Required task 1:
Return each line of the rows below that contains the string "wing".

start Document extract

Shot in the Dark . . . home to some of Black Lantern’s best photographic work from the night, celebrating that other half of the day.

05.16.12

The huntress. As I headed out for some sky shots on the Oregon coast last Friday night, I caught a glimpse of this blue heron stalking minnows in a shallow backwater at the edge of the beach. I sat and watched for maybe half an hour as she crept through the dark water. There was this strange, elegant ferociousness about the way she pursued her catch that evoked for me the bird’s reptilian predecessors. One could almost imagine what it may have been like to watch a young dinosaur, a raptor perhaps, after its prey. I was grateful for the chance to take a few shots and for the wonderful bit of time travel the hunt provided.

05.08.12: SITD Inside


Sometimes the best shots you’ll get at the museum is in the eerily and immaculately lit elevator…

04.30.12

Shots in the dark forest are difficult. Away from the fire and shielded from the moonlight, the understory usually lacks sufficient light to get much of anything in the way of photography (not to diminish in the slightest what one can experience there at the edge of one’s senses). But water is perhaps most magic at night. Water captures and reflects even the softest light from a dim sky, and the moisture from creeks and rivers bathes nearby rocks and plants with a thin, reflective coating.

The stand of trees where this shot was taken is an important one to me–a place where some of the original thoughts for Cartesian Eco-FemDarkanism were formed. This night, we had a giant area among these trees and along the river all to ourselves. I can’t call it solitude exactly, because I was in such great company. Solitude be damned in that case.

end Document extract
start Records for the exercise

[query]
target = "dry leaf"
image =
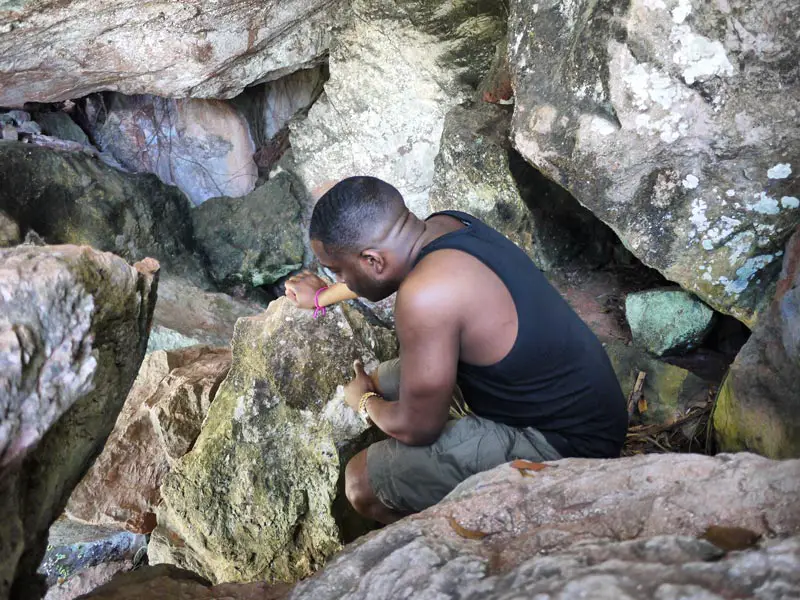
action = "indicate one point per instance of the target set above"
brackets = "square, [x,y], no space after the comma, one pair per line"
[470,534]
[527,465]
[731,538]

end Records for the exercise
start Records for the exercise

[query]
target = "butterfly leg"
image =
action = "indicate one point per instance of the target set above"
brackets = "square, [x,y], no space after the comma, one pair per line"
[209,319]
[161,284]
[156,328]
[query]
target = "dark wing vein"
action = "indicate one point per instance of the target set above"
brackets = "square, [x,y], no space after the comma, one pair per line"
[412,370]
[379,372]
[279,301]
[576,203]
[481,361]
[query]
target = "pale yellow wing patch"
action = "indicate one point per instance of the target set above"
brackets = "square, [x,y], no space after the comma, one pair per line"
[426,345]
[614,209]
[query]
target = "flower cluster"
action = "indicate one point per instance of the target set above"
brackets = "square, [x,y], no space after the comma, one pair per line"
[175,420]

end Records for the exercise
start Records for the exercise

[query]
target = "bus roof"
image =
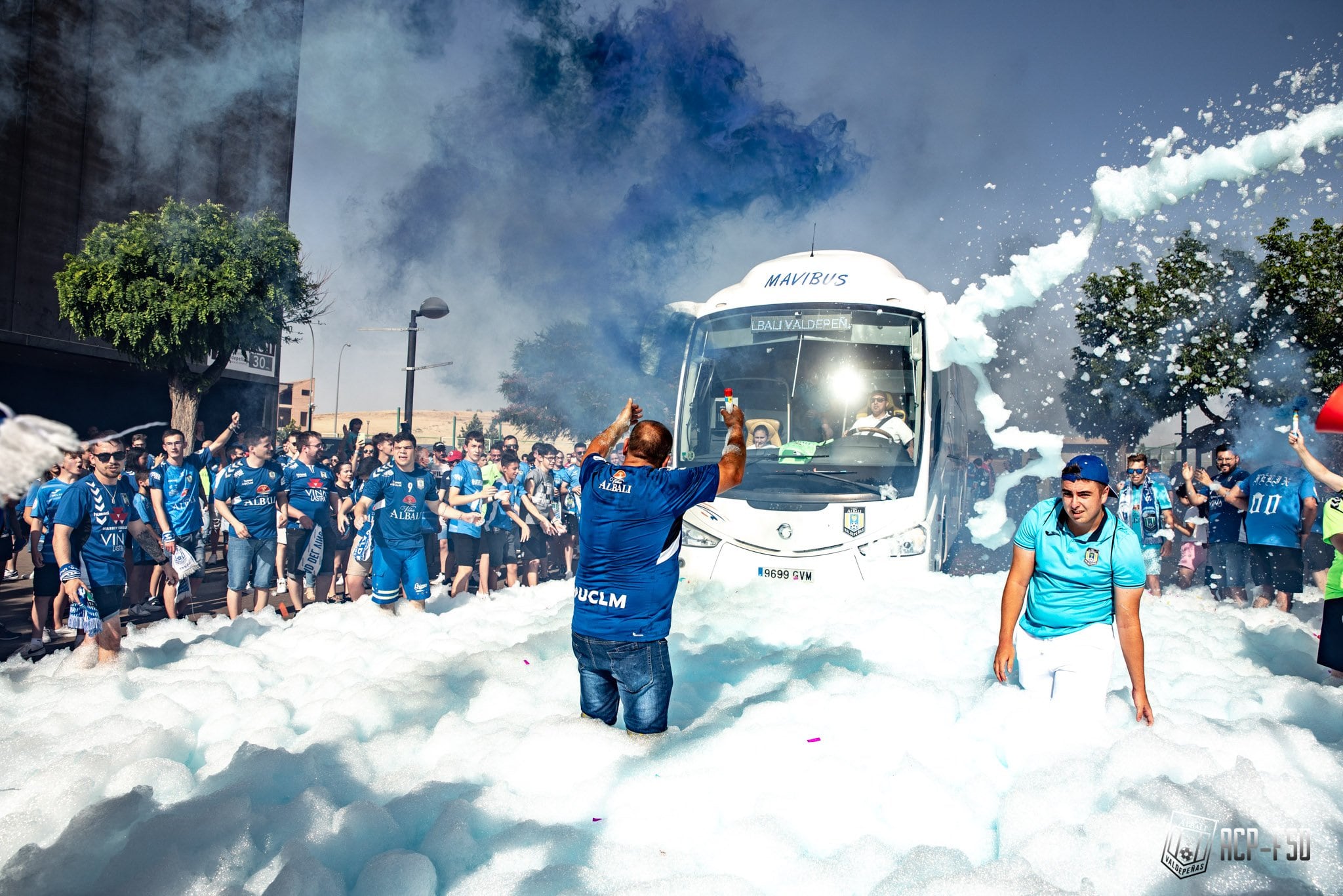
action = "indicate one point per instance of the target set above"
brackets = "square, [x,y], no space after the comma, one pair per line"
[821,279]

end Records for the exercise

Required task 2:
What bird stalking minnows in a shallow backwater did the writer of the blog post above watch on the Oregon coast?

Task result 1:
target = "dark wing vein"
target = "pale yellow wing patch"

Task result 2:
A blue heron.